Provided records:
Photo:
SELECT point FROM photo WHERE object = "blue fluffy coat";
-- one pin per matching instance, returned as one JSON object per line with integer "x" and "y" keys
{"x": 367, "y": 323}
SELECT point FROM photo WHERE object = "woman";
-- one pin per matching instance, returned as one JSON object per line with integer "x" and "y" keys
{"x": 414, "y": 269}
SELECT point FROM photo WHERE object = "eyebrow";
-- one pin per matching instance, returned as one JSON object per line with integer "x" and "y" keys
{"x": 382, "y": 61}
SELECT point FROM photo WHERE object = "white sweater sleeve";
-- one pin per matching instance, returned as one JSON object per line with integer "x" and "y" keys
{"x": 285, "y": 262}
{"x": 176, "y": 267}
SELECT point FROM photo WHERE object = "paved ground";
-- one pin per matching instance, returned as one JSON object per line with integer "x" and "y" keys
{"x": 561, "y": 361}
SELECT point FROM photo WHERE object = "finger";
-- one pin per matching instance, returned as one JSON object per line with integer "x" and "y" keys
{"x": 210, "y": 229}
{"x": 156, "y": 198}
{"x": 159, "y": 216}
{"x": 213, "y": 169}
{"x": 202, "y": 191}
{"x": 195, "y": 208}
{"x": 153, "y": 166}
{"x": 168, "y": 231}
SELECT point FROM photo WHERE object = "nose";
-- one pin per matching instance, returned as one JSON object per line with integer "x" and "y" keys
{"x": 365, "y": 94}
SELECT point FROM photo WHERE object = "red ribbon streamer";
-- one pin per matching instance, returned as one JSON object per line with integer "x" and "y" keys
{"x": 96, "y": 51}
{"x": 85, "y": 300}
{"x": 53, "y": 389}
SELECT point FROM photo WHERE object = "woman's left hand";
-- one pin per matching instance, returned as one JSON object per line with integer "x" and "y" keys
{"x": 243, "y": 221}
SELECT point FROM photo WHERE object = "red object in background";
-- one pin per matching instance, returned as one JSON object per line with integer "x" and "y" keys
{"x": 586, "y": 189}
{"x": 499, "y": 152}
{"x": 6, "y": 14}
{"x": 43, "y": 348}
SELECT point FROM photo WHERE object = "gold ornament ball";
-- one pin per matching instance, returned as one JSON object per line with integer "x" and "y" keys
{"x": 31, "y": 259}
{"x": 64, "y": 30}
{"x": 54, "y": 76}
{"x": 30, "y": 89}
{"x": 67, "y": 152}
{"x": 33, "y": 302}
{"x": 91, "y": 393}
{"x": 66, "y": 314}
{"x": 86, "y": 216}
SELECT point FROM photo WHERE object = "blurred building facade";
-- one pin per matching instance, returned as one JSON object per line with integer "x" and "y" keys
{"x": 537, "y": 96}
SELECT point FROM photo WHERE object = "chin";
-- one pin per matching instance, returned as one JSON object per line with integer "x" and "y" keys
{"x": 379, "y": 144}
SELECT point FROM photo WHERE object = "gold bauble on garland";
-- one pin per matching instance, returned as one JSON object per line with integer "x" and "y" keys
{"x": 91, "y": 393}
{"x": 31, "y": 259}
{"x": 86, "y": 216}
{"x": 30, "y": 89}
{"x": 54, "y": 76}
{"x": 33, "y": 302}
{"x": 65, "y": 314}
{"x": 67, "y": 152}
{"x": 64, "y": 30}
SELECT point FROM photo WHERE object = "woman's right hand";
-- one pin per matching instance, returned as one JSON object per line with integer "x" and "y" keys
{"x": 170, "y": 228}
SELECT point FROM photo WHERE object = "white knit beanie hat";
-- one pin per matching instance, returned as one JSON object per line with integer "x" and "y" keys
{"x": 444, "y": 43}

Task objective:
Write out a word-for-word copy of every entry above.

Exercise output:
Photo:
SELECT point FROM photo WHERE object = "blue fluffy coat";
-- one pin per matching instance, returned as one JSON object per line with integer "x" and "y" keys
{"x": 367, "y": 323}
SELECT point FROM photo WHERE object = "woman";
-- one pin per matching instance, returned as one JSON object per line with integer "x" and "y" keys
{"x": 414, "y": 269}
SELECT point FROM photo WHERE object = "eyebrow";
-- one pin per matching instance, returned as one JSON object per line with integer "x" and "y" keys
{"x": 382, "y": 61}
SELECT point FROM photo WHERE object = "white sweater sleeve";
-- one pin per matching instance, returned as one JSON object per line with integer "x" and "y" keys
{"x": 285, "y": 262}
{"x": 176, "y": 267}
SELECT point FROM photo WHERE object = "paved ground";
-- one pin per matching instance, returned as one JSON object per line with integer "x" and "y" keys
{"x": 561, "y": 361}
SELECT point FROM photo WHERE object = "finger";
-- one pin per matching instance, returned as one JSON object per line with integer "x" and "y" keys
{"x": 210, "y": 229}
{"x": 156, "y": 198}
{"x": 159, "y": 216}
{"x": 213, "y": 169}
{"x": 202, "y": 191}
{"x": 195, "y": 208}
{"x": 153, "y": 166}
{"x": 168, "y": 231}
SELECT point FROM photo WHERE object = "nose";
-- one pin per matching instance, returned as one JSON object per line with integer "x" and "y" keys
{"x": 365, "y": 94}
SELECT point FROM photo WHERE object = "red ribbon streamer";
-- one pin per matching instance, returned as one JSON object per line with integer "x" and "y" keys
{"x": 96, "y": 51}
{"x": 85, "y": 300}
{"x": 53, "y": 389}
SELECT point FROM photo WHERE object = "woman's left hand";
-- one pin per matching instance, returned as one JSON object per line with integer "x" and "y" keys
{"x": 243, "y": 221}
SELECT point FROM photo WHERE object = "red object in background";
-- one pin per matching instance, returned as one JSON object per line with integer "x" and "y" keys
{"x": 586, "y": 189}
{"x": 499, "y": 152}
{"x": 6, "y": 14}
{"x": 43, "y": 348}
SELECT point FROM photo WHERE object = "gold ornament ball";
-- one pin per matching instance, returned as one JSON object per line with integer "x" and "y" keys
{"x": 31, "y": 259}
{"x": 64, "y": 30}
{"x": 54, "y": 76}
{"x": 30, "y": 89}
{"x": 67, "y": 152}
{"x": 33, "y": 302}
{"x": 91, "y": 393}
{"x": 66, "y": 314}
{"x": 86, "y": 216}
SELECT point FROM photo WHERE object = "blurred building facade";
-- one pin per matching instance, returned as one JSON object per line with integer "x" and "y" keys
{"x": 537, "y": 96}
SELECT point FROM photo WHERE object = "chin";
-- one pin per matching instance, returned as one JSON object per line with integer "x" and "y" keys
{"x": 379, "y": 144}
SELECT point FROM photo WHERE object = "gold bauble on garland";
-- one pin per matching instance, returned as one JSON object per line with integer "x" and "y" keys
{"x": 91, "y": 393}
{"x": 31, "y": 259}
{"x": 86, "y": 216}
{"x": 30, "y": 89}
{"x": 54, "y": 76}
{"x": 33, "y": 302}
{"x": 65, "y": 314}
{"x": 67, "y": 152}
{"x": 64, "y": 30}
SELECT point FROM photo WHERE object = "woman's right hand";
-- one pin per matching instance, returned as one JSON object per line with integer "x" and "y" keys
{"x": 170, "y": 228}
SELECT point FROM photo WHERE object = "white knit beanie hat";
-- one pin per matching instance, returned as one JSON object per line with integer "x" and "y" keys
{"x": 444, "y": 43}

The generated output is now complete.